Start of Records for this exercise

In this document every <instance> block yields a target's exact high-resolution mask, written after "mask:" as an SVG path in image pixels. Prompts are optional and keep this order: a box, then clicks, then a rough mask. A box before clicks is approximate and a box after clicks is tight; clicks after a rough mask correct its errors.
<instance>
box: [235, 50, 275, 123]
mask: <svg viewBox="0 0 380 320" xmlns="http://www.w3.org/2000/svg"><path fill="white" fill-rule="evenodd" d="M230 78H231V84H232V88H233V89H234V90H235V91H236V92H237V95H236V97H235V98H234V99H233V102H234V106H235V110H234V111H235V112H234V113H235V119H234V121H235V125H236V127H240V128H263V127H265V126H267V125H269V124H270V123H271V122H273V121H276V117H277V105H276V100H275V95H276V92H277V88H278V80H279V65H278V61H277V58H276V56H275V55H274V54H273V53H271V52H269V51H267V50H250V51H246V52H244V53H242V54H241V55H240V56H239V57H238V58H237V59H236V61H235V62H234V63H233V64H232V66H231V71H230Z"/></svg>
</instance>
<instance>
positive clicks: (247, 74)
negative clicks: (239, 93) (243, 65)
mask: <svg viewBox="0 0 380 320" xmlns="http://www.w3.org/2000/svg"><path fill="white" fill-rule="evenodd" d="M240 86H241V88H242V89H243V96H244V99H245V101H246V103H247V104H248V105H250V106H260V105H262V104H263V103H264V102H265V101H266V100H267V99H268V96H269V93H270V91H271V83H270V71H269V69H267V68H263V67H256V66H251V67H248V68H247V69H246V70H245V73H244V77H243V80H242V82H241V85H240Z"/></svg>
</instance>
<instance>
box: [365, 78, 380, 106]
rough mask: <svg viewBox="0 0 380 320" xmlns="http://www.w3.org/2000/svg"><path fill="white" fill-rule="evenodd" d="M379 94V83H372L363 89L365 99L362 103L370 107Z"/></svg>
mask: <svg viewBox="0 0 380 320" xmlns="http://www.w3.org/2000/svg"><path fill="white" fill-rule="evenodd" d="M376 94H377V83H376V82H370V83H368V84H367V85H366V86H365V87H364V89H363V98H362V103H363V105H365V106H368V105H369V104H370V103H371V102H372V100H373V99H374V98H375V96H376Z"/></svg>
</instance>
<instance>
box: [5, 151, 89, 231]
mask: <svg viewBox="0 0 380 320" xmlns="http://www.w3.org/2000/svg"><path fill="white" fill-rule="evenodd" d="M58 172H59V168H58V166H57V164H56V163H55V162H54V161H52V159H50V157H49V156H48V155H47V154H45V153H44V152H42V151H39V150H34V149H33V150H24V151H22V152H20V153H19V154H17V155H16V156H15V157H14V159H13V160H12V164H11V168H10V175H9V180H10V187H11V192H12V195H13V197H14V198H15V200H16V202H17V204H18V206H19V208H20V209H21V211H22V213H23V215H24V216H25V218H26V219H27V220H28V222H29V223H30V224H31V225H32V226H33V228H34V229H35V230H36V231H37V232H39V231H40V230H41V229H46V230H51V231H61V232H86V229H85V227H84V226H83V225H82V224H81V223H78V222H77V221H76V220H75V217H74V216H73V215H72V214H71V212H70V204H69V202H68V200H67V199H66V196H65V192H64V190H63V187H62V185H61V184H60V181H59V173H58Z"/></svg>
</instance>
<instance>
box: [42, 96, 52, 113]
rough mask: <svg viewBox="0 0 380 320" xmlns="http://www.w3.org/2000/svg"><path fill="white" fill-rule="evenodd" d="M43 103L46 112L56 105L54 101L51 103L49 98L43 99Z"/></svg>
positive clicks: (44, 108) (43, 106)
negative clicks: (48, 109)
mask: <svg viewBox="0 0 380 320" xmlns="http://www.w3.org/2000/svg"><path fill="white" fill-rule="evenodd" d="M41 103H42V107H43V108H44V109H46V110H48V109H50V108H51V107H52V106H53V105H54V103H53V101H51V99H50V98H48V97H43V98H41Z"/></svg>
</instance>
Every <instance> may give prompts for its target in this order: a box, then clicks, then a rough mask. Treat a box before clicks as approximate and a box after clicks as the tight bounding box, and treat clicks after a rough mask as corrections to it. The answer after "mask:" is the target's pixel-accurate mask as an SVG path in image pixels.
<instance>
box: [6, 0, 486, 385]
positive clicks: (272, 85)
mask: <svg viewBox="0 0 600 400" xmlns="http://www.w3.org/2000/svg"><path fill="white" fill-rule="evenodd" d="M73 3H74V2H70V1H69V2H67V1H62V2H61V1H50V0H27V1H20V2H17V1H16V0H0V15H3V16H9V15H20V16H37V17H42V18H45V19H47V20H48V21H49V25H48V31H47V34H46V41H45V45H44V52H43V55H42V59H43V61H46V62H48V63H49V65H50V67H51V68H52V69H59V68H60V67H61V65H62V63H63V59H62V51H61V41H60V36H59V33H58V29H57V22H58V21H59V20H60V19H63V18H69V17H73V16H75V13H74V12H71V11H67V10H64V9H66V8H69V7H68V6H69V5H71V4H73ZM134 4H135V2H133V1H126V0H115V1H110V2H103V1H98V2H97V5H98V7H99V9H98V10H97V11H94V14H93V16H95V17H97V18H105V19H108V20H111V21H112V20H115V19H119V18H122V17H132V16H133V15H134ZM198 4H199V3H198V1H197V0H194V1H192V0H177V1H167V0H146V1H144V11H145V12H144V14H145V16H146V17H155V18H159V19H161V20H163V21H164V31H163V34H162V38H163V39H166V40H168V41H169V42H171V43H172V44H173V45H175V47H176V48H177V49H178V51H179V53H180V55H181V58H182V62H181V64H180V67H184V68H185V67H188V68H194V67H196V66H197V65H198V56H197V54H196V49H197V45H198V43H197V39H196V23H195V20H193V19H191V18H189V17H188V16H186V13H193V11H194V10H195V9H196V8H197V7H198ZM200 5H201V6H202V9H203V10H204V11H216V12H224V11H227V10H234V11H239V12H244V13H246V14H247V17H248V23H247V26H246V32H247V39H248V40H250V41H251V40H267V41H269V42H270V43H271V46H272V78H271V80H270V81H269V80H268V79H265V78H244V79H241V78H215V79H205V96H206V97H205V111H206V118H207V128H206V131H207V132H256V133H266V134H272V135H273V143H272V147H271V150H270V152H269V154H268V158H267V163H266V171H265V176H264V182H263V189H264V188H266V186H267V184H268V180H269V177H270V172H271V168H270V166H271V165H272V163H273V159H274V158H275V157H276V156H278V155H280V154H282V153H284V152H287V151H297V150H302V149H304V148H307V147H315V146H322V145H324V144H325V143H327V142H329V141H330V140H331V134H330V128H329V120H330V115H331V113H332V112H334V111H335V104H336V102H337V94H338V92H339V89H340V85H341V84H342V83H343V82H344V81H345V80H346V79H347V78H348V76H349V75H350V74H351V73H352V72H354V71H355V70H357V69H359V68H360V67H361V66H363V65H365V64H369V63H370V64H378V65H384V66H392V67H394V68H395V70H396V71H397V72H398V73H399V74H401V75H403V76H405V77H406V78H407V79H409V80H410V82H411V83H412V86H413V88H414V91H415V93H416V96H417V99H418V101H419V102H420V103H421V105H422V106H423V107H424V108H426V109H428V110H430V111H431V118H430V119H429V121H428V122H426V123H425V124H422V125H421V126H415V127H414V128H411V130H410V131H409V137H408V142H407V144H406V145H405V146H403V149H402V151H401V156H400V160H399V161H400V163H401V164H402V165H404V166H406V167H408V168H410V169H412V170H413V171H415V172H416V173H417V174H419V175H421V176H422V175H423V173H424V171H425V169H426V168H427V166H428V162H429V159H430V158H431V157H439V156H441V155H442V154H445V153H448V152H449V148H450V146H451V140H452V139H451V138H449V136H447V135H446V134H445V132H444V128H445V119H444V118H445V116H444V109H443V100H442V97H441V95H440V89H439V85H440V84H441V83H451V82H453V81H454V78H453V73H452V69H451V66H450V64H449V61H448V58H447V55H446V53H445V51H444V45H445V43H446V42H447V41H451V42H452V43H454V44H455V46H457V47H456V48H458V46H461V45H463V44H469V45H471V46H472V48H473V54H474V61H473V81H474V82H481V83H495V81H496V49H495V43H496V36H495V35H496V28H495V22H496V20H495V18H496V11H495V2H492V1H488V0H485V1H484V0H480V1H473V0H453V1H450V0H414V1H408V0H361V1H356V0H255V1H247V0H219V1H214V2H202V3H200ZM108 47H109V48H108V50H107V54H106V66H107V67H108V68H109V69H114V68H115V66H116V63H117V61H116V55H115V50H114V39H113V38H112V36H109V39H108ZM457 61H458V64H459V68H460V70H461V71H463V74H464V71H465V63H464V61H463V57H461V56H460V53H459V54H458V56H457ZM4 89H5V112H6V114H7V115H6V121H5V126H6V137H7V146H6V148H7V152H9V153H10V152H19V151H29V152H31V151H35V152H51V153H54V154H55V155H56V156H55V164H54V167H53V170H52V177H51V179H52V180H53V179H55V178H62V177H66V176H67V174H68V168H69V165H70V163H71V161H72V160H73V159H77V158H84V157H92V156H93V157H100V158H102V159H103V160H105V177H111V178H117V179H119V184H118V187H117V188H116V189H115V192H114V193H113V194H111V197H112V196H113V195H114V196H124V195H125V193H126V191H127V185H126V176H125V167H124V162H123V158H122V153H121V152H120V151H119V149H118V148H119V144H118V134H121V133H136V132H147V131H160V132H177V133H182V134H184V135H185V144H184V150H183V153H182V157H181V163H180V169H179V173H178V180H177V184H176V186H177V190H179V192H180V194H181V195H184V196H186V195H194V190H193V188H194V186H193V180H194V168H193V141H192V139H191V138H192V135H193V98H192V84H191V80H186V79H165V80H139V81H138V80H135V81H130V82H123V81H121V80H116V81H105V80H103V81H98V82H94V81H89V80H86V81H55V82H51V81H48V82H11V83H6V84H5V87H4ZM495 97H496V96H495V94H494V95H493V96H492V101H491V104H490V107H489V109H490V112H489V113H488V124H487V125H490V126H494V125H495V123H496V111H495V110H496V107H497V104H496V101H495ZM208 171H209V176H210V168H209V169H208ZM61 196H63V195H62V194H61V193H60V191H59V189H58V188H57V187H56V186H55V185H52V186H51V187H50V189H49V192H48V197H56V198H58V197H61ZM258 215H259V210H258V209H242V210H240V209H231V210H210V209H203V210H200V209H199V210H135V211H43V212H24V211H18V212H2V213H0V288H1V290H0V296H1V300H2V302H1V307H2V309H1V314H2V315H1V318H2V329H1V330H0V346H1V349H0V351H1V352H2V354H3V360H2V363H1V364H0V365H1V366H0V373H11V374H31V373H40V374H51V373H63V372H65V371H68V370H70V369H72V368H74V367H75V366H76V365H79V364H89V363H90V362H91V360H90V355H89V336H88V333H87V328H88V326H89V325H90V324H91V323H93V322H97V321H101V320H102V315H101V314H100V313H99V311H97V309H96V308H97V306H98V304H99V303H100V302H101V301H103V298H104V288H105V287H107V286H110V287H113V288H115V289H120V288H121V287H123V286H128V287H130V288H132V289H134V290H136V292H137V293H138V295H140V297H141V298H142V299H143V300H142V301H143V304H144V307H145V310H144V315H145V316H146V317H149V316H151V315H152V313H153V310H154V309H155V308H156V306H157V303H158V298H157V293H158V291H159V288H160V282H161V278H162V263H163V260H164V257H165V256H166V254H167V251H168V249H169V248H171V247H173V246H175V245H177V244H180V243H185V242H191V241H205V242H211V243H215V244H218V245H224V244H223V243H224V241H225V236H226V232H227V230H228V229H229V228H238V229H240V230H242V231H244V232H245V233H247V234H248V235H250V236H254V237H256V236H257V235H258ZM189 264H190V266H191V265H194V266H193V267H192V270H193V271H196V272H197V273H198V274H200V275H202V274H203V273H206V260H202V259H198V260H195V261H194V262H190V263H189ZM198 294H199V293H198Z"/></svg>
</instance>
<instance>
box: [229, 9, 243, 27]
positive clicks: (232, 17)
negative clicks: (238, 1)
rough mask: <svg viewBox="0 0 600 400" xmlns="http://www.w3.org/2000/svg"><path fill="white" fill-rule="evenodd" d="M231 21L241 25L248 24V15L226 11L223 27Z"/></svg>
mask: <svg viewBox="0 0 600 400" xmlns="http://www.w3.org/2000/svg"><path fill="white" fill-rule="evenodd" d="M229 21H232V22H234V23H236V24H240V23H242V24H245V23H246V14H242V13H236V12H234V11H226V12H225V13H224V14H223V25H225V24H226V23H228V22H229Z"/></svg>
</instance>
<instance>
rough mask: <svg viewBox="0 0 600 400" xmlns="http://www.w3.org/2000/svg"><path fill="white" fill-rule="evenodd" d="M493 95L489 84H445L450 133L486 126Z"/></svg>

End of Records for this exercise

Starting with the line above that holds "positive clicks: (247, 74)" and stopping with the line that holds "box: [365, 78, 380, 106]", reproduce each line exactly, omitting all other lines.

▶ [Answer to the problem]
positive clicks: (247, 74)
negative clicks: (239, 93) (243, 65)
mask: <svg viewBox="0 0 380 320" xmlns="http://www.w3.org/2000/svg"><path fill="white" fill-rule="evenodd" d="M240 86H241V88H242V89H243V96H244V99H245V101H246V103H247V104H248V105H250V106H260V105H262V104H263V103H264V102H265V101H266V100H267V99H268V96H269V93H270V91H271V83H270V71H269V69H267V68H263V67H256V66H251V67H248V68H247V69H246V70H245V73H244V77H243V80H242V82H241V85H240Z"/></svg>
</instance>
<instance>
box: [365, 78, 380, 106]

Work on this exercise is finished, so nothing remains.